● EXERCISE TASK:
Rewrite the lines below, putting "image" wherever "frame" appears and changing nothing else. Leave the pictures out.

>> begin

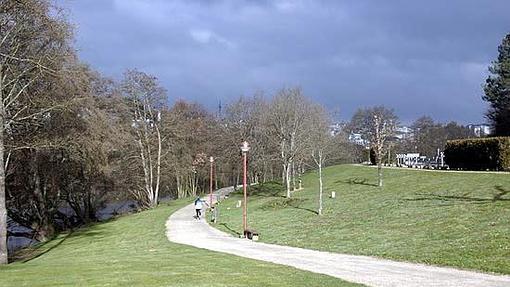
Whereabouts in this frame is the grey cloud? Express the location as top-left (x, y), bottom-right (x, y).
top-left (58, 0), bottom-right (510, 122)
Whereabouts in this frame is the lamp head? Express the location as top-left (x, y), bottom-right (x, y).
top-left (241, 141), bottom-right (250, 152)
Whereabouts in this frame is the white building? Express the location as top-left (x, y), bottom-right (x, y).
top-left (468, 124), bottom-right (491, 137)
top-left (395, 126), bottom-right (414, 140)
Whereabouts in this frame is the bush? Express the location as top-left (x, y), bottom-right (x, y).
top-left (444, 137), bottom-right (510, 171)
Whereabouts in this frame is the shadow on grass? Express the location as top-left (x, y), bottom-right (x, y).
top-left (11, 230), bottom-right (73, 263)
top-left (335, 178), bottom-right (378, 187)
top-left (248, 182), bottom-right (285, 198)
top-left (220, 223), bottom-right (241, 237)
top-left (404, 185), bottom-right (510, 207)
top-left (289, 204), bottom-right (319, 214)
top-left (9, 222), bottom-right (109, 263)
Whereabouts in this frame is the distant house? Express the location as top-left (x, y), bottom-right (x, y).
top-left (329, 123), bottom-right (345, 137)
top-left (395, 126), bottom-right (414, 140)
top-left (468, 124), bottom-right (491, 137)
top-left (349, 133), bottom-right (369, 147)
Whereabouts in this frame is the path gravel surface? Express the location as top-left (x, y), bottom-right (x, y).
top-left (166, 188), bottom-right (510, 287)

>> end

● SOLUTION FOR THIS PROBLEM:
Whereabouts in this image is the grey cloud? Express the location as top-left (x, y), bottom-right (x, y).
top-left (58, 0), bottom-right (510, 122)
Whereabouts in this image is the lamp head? Express the location as top-left (x, y), bottom-right (x, y).
top-left (241, 141), bottom-right (250, 152)
Whereabouts in this image is the white building? Express the location as top-left (x, y), bottom-right (x, y).
top-left (468, 124), bottom-right (491, 137)
top-left (395, 126), bottom-right (414, 140)
Whereabouts in this image is the bush? Express the location as top-left (x, y), bottom-right (x, y).
top-left (444, 137), bottom-right (510, 171)
Whereabouts in this image is the shadow on grass? Express the location as top-left (x, y), bottom-right (x, y).
top-left (11, 230), bottom-right (73, 263)
top-left (335, 178), bottom-right (378, 187)
top-left (248, 182), bottom-right (285, 198)
top-left (220, 223), bottom-right (241, 237)
top-left (404, 185), bottom-right (510, 207)
top-left (289, 204), bottom-right (319, 214)
top-left (9, 222), bottom-right (109, 263)
Whereabouts in this image is the distant house? Express the location as top-left (x, y), bottom-right (x, y).
top-left (329, 123), bottom-right (345, 137)
top-left (395, 126), bottom-right (414, 140)
top-left (468, 124), bottom-right (491, 137)
top-left (349, 133), bottom-right (369, 147)
Whereabouts in this image is the path gravel surface? Express the location as top-left (x, y), bottom-right (x, y).
top-left (166, 188), bottom-right (510, 287)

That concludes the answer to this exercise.